Excerpted text:
----------

Mind you don't get slipped discs
By MIKE COOK
WITH all the exercising we have been doing it is important that
you don't slip your discs! This month we shall be looking at adding
discs onto the BBC Micro and, hopefully, throwing some light on
questions such as: Can I do the upgrade myself? What discs should
I get? And what is that double row of holes at the bottom left-hand
side of the keyboard printed circuit board?
BACK in the very first lesson of the Body Building Course (The
Micro User, March 1983), I mentioned we would look at upgrading
to discs, so why has it taken this long?
Well those of you who have followed the progress of the BBC
Micro will know that when it was stated that it would be designed
by Acorn Computers, a very tight delivery date was also announced.
As we all know, production was not able to satisfy demand but
by then the computer hardware was designed and so the basic configuration
was fixed.
All things considered, Acorn did a marvellous job and produced
the very best computer available at up-to-double the price on
the market today.
Even so, like the curate's egg, there are parts of the BBC Micro
which are not as well designed as they might be.
Unfortunately the disc interface is such a one. Not that it
doesn't work well, but there have been one or two problems with
it.
The biggest snag holding up production has been a shortfall
in supplies of the P8271 disc controller chip. This is the lynch
pin of the design - you just cannot use discs without it.
The P8271 chip is one of the older types of controller. Probably
it was chosen because the designers were familiar with it and
there wasn't enough time to look at a newer model.
I heard it rumoured that the manufacturers of the device denied
it was obsolete, saying that they had not made any for a long
time, were not expecting to make any more, and did not have the
huge numbers the BBC Micro started to demand!
That chip is now becoming available again, but it would have
been pointless to describe how to do your own upgrade when the
parts were not available.
The second snag with a DIY disc upgrade has been the unique
way Acorn decided to supply the software to operate the discs
on eprom. Not in itself a snag, but Acorn refused to supply this
chip on its own.
To get one you had to buy the full upgrade from them and, as
the disc controller chip was in short supply, they were reserving
what they had for customers buying the most expensive drives at
the same time.
This software is normally known as the DOS (disc operating system)
on other computers but in BBC Micro terms it is called the DFS
(disc filing system).
As this is a very complex piece of software, it took other suppliers
some time to come up with their own versions which you could buy
separately.

----------

Listed entries:
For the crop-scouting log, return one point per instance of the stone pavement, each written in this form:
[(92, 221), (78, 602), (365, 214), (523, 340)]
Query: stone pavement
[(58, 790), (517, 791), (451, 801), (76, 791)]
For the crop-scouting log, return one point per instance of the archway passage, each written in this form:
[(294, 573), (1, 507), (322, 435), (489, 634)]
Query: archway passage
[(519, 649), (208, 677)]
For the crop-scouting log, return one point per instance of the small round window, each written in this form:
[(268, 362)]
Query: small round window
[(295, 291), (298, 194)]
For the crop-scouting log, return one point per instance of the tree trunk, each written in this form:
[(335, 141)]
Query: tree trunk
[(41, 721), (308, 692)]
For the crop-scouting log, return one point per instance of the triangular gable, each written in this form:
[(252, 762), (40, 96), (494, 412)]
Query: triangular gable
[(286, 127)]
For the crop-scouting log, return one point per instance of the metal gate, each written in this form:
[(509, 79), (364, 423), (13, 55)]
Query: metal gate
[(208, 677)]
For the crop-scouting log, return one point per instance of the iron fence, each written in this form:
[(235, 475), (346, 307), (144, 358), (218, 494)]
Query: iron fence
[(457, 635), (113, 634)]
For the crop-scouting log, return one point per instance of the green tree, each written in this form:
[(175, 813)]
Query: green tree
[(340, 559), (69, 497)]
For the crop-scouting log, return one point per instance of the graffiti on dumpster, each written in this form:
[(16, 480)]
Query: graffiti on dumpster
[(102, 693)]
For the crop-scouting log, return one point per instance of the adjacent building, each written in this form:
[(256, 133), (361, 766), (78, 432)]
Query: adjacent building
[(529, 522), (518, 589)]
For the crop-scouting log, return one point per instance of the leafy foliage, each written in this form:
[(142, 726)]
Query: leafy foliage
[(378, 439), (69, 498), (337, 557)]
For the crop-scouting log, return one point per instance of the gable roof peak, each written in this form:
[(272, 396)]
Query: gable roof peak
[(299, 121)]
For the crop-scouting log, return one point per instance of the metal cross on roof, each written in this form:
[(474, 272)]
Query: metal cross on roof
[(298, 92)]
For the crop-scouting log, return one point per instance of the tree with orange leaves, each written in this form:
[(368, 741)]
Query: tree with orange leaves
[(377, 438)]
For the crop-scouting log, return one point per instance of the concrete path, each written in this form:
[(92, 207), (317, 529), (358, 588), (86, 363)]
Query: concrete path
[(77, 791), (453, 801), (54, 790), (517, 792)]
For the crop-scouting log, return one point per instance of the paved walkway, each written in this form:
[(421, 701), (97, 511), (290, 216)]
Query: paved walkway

----------

Problem: Reproduce the part of the BBC Micro disc upgrade article above that falls between "Even so, like" and "a newer model.", inclusive.

Task response:
Even so, like the curate's egg, there are parts of the BBC Micro
which are not as well designed as they might be.
Unfortunately the disc interface is such a one. Not that it
doesn't work well, but there have been one or two problems with
it.
The biggest snag holding up production has been a shortfall
in supplies of the P8271 disc controller chip. This is the lynch
pin of the design - you just cannot use discs without it.
The P8271 chip is one of the older types of controller. Probably
it was chosen because the designers were familiar with it and
there wasn't enough time to look at a newer model.